ENTRIES SHOWN:
━━━

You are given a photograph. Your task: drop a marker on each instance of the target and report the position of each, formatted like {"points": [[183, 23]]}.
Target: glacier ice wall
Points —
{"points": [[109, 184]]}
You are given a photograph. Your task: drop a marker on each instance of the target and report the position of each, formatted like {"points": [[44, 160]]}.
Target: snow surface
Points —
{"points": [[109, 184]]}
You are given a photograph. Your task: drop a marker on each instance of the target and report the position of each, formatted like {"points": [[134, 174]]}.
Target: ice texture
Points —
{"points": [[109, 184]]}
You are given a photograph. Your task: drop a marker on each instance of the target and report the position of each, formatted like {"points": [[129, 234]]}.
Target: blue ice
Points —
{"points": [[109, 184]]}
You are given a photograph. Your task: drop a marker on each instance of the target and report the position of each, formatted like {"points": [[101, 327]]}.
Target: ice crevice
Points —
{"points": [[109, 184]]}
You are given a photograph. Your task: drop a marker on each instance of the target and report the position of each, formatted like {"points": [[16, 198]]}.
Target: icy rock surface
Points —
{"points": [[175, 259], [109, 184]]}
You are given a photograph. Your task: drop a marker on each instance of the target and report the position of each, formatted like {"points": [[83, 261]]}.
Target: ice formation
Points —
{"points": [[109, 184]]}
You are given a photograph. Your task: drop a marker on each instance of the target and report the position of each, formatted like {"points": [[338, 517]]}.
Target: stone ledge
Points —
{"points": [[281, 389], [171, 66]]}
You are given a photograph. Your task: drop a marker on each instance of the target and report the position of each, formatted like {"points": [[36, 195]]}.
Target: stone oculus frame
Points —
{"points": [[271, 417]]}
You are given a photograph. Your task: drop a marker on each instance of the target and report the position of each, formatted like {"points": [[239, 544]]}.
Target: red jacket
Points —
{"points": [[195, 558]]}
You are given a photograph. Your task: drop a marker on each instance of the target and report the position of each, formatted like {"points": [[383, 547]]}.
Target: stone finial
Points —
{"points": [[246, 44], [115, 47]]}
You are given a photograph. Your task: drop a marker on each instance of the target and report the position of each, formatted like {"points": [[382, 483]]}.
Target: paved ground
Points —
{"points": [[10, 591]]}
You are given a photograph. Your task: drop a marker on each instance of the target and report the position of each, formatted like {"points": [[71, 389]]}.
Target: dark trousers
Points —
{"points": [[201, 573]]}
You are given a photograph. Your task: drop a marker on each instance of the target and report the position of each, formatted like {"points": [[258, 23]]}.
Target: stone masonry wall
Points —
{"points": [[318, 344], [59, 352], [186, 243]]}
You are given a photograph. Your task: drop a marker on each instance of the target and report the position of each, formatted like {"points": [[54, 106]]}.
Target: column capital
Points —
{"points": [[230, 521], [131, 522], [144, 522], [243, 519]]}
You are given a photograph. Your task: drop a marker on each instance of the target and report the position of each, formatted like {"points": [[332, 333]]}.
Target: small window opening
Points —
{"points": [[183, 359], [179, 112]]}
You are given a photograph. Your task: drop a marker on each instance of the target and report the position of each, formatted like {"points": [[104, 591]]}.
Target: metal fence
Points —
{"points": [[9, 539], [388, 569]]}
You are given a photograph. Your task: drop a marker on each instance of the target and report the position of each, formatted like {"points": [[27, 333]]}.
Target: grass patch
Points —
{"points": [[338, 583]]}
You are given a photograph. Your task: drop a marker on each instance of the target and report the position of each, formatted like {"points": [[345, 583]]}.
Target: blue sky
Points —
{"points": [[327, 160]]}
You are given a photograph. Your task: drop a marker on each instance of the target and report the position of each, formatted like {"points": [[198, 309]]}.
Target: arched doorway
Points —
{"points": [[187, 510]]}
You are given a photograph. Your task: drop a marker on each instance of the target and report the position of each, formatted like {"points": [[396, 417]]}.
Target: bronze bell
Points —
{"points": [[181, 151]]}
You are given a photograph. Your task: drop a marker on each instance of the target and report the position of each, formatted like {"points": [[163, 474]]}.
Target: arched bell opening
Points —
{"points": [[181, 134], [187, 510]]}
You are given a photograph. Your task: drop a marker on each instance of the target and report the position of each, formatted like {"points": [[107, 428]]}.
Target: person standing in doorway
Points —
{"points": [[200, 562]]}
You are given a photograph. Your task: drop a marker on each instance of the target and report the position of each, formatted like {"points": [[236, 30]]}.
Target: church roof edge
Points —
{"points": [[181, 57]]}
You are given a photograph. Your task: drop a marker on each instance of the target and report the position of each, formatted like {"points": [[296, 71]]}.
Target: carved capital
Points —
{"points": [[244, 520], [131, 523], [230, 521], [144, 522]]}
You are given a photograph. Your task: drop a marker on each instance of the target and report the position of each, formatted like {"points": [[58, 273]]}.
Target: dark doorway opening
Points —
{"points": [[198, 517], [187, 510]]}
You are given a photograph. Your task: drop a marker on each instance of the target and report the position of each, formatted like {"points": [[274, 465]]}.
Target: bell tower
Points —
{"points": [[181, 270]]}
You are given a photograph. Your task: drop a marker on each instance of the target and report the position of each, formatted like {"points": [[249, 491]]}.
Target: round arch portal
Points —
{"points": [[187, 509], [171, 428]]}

━━━

ABOUT THIS TASK: Starting from the records above, filter out all lines except those containing the word "doorway".

YOUR SOLUTION:
Target: arched doorway
Target: person standing in doorway
Target: dark doorway opening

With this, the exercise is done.